* [Task description]
Rewrite the records with "cloudy sky" changed to "overcast sky" wherever it occurs, leaving everything else untouched.

◇ ◇ ◇

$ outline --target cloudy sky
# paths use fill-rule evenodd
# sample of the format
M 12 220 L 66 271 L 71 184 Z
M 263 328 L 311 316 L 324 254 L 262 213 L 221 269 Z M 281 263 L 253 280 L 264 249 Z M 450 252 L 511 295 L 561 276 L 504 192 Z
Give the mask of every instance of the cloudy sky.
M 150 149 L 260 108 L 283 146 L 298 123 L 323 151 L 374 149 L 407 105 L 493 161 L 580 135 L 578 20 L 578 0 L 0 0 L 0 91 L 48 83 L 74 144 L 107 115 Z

◇ ◇ ◇

* [Answer in full]
$ outline --target overcast sky
# paths use fill-rule evenodd
# sample of the format
M 12 220 L 66 271 L 71 184 Z
M 263 328 L 311 316 L 324 254 L 262 213 L 221 269 Z M 281 263 L 253 280 L 264 249 Z M 450 252 L 511 295 L 561 276 L 504 192 Z
Give the mask of every instance of the overcast sky.
M 150 149 L 260 108 L 283 146 L 298 123 L 323 151 L 374 149 L 407 105 L 493 161 L 580 135 L 578 20 L 578 0 L 0 0 L 0 91 L 48 83 L 74 144 L 107 115 Z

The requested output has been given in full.